TO DO » Copy out the lines of the records word for word, starting at the line that contains "of the distant" and ending after the line that contains "[[491, 210]]".

DATA »
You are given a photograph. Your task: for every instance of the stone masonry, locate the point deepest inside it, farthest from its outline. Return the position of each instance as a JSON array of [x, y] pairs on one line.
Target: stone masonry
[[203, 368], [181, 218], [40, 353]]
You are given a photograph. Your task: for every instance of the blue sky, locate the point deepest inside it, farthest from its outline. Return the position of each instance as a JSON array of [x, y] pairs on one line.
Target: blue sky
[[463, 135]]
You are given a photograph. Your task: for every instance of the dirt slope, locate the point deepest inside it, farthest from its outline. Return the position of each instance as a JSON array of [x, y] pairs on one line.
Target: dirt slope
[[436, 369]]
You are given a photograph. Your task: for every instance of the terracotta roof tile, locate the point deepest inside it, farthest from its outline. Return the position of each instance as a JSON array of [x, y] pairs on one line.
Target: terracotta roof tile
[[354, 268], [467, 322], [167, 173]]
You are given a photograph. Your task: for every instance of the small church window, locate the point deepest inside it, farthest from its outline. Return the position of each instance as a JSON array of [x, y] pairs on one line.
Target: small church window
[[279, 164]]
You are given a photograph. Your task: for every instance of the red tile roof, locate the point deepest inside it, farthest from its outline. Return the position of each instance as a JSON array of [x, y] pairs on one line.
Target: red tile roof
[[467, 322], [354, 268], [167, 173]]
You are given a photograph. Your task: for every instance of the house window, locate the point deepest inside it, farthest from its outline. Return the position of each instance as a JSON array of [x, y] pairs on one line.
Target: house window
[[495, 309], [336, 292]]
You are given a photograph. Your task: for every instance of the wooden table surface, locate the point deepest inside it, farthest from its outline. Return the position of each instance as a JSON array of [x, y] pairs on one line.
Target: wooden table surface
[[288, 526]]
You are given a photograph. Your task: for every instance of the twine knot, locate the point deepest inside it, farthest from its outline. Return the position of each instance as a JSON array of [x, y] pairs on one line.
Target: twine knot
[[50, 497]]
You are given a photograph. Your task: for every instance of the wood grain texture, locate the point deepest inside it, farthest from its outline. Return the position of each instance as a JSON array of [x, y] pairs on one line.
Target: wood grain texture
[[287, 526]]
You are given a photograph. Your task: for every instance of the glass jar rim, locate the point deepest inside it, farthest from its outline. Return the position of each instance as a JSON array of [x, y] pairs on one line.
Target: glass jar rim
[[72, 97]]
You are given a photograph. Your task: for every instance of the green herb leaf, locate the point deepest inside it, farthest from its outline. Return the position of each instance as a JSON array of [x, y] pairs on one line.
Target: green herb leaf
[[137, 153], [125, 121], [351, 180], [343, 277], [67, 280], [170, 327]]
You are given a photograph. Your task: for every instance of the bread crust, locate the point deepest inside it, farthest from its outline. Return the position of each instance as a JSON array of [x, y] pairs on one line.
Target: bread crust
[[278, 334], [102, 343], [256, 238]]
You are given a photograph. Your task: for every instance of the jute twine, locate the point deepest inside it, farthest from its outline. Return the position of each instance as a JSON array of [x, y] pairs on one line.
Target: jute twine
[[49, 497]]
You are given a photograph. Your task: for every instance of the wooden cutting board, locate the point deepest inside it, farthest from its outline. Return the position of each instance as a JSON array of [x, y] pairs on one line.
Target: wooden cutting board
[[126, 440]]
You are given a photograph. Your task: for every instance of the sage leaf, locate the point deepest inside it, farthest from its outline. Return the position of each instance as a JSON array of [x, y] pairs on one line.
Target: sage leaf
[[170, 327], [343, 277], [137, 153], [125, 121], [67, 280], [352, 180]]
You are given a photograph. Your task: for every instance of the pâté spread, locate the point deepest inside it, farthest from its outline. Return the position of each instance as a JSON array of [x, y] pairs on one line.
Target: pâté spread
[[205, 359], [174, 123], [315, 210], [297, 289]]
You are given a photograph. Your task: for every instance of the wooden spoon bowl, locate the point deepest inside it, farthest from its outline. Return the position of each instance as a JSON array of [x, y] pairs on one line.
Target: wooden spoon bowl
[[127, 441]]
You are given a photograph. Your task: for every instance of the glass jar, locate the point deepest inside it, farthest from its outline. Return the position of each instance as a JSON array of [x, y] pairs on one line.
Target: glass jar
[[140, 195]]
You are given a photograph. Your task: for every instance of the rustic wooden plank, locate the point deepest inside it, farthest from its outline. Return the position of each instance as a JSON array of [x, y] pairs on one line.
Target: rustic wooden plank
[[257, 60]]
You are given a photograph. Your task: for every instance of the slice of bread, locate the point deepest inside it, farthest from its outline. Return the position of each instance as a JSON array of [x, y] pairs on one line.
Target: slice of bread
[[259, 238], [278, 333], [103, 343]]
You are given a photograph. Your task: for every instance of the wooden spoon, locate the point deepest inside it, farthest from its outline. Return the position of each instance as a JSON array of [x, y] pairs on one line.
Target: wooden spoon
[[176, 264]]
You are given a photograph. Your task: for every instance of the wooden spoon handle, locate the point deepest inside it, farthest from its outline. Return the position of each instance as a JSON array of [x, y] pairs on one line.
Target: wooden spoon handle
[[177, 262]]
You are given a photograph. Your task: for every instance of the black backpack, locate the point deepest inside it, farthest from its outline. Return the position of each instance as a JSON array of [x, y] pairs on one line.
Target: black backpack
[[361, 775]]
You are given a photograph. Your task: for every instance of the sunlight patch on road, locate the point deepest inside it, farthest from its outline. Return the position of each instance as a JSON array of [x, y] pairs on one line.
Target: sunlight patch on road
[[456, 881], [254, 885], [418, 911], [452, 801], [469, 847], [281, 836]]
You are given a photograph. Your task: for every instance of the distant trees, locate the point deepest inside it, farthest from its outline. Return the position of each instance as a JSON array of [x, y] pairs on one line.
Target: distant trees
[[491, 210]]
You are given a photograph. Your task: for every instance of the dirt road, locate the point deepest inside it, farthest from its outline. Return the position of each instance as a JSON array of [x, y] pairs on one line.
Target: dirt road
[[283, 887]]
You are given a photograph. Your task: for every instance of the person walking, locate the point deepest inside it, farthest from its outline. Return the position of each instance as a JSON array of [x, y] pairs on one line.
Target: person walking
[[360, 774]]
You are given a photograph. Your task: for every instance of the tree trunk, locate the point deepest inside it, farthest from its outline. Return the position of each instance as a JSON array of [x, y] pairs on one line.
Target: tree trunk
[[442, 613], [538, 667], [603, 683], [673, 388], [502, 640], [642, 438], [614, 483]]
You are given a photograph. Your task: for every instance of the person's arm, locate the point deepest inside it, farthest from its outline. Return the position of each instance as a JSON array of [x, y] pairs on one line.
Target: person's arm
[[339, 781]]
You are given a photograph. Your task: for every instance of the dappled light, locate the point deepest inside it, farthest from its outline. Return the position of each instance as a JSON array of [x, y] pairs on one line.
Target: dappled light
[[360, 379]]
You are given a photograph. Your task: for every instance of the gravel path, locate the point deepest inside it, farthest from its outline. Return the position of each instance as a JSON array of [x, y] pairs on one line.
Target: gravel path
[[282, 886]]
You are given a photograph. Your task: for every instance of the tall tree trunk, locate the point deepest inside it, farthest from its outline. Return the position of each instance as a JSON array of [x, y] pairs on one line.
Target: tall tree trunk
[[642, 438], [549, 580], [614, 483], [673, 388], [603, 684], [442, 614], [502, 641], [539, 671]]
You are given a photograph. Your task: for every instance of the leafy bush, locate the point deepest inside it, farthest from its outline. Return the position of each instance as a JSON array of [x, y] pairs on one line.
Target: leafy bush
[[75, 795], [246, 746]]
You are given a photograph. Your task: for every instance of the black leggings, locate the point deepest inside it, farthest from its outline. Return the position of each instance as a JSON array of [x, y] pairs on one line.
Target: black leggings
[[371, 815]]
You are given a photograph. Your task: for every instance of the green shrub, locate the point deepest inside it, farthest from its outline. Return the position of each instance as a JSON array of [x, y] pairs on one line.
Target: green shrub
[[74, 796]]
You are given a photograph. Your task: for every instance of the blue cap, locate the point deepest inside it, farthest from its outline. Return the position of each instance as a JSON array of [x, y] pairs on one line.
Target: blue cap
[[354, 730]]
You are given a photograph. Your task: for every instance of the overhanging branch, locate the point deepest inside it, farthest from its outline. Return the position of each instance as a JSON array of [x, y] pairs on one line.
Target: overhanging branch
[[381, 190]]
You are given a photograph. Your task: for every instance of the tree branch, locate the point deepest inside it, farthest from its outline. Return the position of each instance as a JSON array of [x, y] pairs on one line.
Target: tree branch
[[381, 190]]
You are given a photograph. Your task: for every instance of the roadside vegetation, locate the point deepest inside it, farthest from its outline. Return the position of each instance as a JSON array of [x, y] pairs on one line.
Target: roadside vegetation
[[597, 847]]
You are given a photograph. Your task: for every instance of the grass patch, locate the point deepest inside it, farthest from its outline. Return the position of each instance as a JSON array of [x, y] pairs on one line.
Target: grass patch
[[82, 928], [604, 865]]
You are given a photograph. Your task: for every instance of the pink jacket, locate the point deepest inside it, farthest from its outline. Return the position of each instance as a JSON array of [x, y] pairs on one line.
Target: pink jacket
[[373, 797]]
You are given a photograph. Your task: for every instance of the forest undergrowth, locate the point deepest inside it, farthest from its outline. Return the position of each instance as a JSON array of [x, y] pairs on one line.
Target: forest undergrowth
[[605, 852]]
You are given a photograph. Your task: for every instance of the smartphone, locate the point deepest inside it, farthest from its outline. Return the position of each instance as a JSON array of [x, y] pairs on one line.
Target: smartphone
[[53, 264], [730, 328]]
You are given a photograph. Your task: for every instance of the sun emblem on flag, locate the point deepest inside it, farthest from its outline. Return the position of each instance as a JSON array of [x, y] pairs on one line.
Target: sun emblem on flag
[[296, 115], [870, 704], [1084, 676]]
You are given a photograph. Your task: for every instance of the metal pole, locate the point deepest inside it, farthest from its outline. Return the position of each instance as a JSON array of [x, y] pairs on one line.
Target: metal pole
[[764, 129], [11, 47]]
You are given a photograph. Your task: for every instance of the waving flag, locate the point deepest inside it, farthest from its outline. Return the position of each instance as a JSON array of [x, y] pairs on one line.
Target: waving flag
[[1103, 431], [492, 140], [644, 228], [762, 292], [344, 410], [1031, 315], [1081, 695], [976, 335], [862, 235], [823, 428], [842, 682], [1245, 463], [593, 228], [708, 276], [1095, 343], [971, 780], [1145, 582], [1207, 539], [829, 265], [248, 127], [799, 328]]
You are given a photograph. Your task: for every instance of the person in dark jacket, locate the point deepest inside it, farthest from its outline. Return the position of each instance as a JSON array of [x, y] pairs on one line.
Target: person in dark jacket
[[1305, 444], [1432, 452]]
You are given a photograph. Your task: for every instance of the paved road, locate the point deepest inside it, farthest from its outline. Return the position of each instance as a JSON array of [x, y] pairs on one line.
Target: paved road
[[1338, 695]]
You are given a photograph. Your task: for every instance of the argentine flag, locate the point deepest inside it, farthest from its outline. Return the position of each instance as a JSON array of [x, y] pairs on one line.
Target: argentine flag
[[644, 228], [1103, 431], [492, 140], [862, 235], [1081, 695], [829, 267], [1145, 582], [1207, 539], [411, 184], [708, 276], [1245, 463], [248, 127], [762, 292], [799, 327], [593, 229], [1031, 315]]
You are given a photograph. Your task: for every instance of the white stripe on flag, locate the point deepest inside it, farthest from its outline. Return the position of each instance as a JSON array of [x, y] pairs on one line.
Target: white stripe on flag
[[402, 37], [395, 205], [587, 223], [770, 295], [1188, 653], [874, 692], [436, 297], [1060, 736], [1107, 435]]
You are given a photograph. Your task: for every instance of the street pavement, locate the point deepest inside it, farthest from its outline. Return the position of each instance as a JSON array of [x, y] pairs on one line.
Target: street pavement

PROBLEM SOLUTION »
You are given a photograph. Your task: for every instance of the distant trees, locate the point deepest inside it, farthest from its outline. Return the position of each instance as a JSON array of [x, y] pairs on one line.
Target: distant trees
[[491, 210]]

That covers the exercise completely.